:: WORK REQUIRED ::
Resize the stretch from the start of the listing through the line containing "0), (170, 5)]" by writing out every line again, requests included. Multiply each coordinate in the answer outlines by 2.25 and round it to a whole number, with halves rounding up, but leave the numbers in the requests and their format samples unchanged.

:: DATASET RECORDS ::
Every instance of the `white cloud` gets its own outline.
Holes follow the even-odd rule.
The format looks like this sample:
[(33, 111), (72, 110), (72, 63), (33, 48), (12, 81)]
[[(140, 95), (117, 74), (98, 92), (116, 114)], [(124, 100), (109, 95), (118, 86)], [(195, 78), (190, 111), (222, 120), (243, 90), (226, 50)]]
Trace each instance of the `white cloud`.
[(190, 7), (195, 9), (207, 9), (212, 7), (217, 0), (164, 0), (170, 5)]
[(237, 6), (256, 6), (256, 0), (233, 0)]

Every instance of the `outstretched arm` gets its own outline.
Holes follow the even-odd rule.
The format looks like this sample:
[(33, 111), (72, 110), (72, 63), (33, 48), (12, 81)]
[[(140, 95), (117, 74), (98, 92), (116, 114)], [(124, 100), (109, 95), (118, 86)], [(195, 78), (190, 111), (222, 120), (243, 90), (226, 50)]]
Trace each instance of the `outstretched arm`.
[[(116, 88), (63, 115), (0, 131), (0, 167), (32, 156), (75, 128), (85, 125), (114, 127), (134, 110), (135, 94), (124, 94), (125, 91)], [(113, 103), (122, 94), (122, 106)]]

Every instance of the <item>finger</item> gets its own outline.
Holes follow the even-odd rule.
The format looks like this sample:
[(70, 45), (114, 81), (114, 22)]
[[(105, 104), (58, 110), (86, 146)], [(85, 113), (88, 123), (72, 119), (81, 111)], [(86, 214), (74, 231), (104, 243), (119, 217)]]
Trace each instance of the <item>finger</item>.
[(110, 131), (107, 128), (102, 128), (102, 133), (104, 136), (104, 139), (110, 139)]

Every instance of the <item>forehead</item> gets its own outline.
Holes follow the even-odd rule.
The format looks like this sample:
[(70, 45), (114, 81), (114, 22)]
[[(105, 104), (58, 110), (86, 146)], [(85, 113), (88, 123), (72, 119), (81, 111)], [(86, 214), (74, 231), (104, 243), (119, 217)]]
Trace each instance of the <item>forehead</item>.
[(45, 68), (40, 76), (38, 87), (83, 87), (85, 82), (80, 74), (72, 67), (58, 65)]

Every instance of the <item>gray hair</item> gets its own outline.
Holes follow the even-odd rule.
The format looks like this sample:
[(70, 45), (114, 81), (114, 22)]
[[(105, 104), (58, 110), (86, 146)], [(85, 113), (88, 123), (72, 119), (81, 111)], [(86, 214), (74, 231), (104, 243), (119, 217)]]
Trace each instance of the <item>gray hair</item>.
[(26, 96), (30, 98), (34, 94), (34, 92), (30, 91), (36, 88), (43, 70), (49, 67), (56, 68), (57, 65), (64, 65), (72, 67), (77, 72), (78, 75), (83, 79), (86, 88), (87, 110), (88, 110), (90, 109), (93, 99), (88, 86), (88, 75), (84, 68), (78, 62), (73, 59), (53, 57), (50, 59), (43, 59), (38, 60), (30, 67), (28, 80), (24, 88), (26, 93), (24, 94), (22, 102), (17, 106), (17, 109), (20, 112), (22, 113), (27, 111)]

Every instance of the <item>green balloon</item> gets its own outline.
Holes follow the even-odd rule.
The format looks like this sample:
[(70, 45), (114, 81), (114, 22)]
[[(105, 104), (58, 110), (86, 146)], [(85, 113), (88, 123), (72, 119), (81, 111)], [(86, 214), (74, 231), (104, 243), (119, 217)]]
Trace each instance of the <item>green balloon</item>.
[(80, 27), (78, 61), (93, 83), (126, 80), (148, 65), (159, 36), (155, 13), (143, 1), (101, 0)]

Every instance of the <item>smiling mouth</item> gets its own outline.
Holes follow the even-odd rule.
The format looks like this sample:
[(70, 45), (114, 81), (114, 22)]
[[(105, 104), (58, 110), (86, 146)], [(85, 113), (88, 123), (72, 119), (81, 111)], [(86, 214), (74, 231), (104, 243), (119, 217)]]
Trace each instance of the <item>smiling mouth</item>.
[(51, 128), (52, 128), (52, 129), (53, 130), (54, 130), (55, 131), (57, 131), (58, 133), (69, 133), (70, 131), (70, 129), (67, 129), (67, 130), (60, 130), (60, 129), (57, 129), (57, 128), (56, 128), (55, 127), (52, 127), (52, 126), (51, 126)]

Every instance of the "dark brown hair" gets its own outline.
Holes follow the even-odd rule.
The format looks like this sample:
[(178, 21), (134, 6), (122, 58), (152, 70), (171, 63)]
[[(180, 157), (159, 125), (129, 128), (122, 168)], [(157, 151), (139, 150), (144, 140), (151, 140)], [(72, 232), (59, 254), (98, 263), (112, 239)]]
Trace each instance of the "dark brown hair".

:: TASK RESULT ::
Every instance of the `white cloud` gets its own outline.
Holes follow the even-odd rule.
The format looks like this sample:
[(33, 111), (72, 110), (72, 63), (33, 48), (12, 81)]
[[(140, 95), (117, 74), (98, 92), (116, 114)], [(124, 100), (109, 95), (118, 86)], [(195, 78), (190, 111), (222, 120), (243, 90), (226, 50)]]
Trace each instance of the `white cloud`.
[(428, 16), (439, 20), (466, 20), (477, 16), (488, 0), (369, 0), (383, 11)]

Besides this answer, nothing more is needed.